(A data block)
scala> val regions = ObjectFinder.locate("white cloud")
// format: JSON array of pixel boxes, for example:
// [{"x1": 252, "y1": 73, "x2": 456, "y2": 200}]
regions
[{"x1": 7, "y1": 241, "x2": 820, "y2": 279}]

**INSTRUCTIONS FOR THE TASK**
Can you reproduce each of the rows above, character for character, with nothing changed?

**WORKED SOLUTION**
scala> val regions = ObjectFinder.locate("white cloud")
// format: JSON array of pixel boxes, for example:
// [{"x1": 252, "y1": 73, "x2": 456, "y2": 200}]
regions
[{"x1": 7, "y1": 241, "x2": 820, "y2": 279}]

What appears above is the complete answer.